- _Passage given_

What Is MVRV? Understanding a Key Metric for Crypto Asset Valuation

2025-06-27, 09:45

In the highly volatile cryptocurrency market, determining when an asset is overvalued or undervalued is a core challenge faced by investors. The MVRV ratio (Market Value to Realized Value) is a key on-chain metric created to address this issue. It was first introduced by analysts Murad Mahmudov and David Puell in 2018 and has since become an industry standard tool for measuring the valuation levels of cryptocurrency assets like Bitcoin.

Core Principle of MVRV: Market Value vs. Real Cost

Understanding MVRV requires breaking down its two main components:

  • Market Value (MV): This is the market capitalization in traditional understanding, calculated as:

    Current Price × Circulating Supply
    It reflects the total value of assets in real-time trading and fluctuates significantly with market sentiment.

  • Realized Value (RV): Also known as “actual market value,” its calculation is based on on-chain data from the blockchain:

    ∑ (price at the last on-chain movement of each token × quantity)
    It tracks the market price at the last transfer of each token and aggregates to derive the average cost basis of holders across the network. For example, if a Bitcoin was last transferred at $30,000, regardless of whether the current price rises to $60,000 or falls to $20,000, its contribution to the RV remains $30,000.

MVRV Ratio = MV / RV

This ratio reveals a core fact:

  • When MVRV > 1: Market price is higher than average cost, investors are generally profitable, and the tendency to sell increases;
  • When MVRV < 1: Market price is lower than average cost, investors are generally at a loss, and it may be close to the market bottom.

Why is MVRV more effective than traditional indicators?

- _Extracted material_
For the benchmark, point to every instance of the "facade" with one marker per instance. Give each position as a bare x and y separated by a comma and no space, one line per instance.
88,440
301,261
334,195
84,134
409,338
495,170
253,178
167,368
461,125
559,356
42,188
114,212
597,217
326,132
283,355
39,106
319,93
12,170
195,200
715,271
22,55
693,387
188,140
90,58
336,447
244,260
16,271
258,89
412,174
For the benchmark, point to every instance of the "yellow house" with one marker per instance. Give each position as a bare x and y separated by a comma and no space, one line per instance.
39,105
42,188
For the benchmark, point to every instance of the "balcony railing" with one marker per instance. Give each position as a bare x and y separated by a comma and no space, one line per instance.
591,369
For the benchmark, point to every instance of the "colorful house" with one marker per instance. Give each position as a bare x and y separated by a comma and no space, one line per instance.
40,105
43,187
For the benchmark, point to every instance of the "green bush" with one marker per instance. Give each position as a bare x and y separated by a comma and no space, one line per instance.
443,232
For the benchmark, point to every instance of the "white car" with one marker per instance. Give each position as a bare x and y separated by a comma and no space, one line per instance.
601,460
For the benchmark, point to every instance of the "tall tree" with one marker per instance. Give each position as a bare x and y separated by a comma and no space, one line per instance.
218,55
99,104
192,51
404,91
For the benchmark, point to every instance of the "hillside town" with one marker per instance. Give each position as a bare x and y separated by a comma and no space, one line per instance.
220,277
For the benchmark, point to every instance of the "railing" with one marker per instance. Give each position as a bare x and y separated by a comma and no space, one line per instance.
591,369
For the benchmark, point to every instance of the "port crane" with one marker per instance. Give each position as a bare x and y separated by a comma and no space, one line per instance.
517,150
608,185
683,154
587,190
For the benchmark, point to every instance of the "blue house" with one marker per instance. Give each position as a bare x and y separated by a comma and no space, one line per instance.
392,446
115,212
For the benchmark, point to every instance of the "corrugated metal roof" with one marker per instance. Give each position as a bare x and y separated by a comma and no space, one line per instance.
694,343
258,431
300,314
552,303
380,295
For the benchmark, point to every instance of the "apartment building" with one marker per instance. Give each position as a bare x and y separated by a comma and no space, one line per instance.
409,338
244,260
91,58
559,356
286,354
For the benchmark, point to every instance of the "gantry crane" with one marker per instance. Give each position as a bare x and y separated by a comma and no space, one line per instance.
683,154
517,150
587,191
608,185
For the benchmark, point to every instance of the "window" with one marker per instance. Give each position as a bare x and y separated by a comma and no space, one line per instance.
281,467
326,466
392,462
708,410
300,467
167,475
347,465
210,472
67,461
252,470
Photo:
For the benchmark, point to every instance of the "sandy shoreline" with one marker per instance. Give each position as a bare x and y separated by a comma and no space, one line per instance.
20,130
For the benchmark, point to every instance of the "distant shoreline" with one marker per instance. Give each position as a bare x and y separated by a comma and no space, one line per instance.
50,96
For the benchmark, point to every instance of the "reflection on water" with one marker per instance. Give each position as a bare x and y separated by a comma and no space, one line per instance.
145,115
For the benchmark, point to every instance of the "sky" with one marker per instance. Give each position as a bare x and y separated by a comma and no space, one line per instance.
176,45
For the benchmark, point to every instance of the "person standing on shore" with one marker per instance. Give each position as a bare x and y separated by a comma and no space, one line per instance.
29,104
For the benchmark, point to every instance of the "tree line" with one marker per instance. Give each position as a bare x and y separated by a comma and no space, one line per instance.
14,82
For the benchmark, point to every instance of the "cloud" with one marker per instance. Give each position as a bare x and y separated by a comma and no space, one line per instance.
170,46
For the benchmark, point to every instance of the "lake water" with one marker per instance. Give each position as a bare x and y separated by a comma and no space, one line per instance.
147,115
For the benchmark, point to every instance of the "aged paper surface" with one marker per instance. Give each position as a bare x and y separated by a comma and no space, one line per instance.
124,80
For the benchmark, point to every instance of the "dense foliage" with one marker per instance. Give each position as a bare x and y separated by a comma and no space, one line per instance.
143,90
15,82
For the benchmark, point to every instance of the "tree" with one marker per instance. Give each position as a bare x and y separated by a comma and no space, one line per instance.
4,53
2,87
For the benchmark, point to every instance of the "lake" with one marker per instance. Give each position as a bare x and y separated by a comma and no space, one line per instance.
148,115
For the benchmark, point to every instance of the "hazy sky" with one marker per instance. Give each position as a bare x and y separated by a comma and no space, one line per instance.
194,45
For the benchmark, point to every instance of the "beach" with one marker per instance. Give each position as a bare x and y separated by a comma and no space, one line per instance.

- _Written request A_
Modify the MVRV article: reproduce everything from "Understanding MVRV requires" down to "with market sentiment.", with "market capitalization" replaced by "market cap".
- _Written request B_
Collect every line of the records that contains the string "railing", treating uppercase and lowercase letters as different.

- _Task response A_
Understanding MVRV requires breaking down its two main components:

  • Market Value (MV): This is the market cap in traditional understanding, calculated as:

    Current Price × Circulating Supply
    It reflects the total value of assets in real-time trading and fluctuates significantly with market sentiment.

- _Task response B_
For the benchmark, point to every instance of the "balcony railing" with one marker per instance. Give each position as a bare x and y separated by a comma and no space, one line per instance.
For the benchmark, point to every instance of the "railing" with one marker per instance. Give each position as a bare x and y separated by a comma and no space, one line per instance.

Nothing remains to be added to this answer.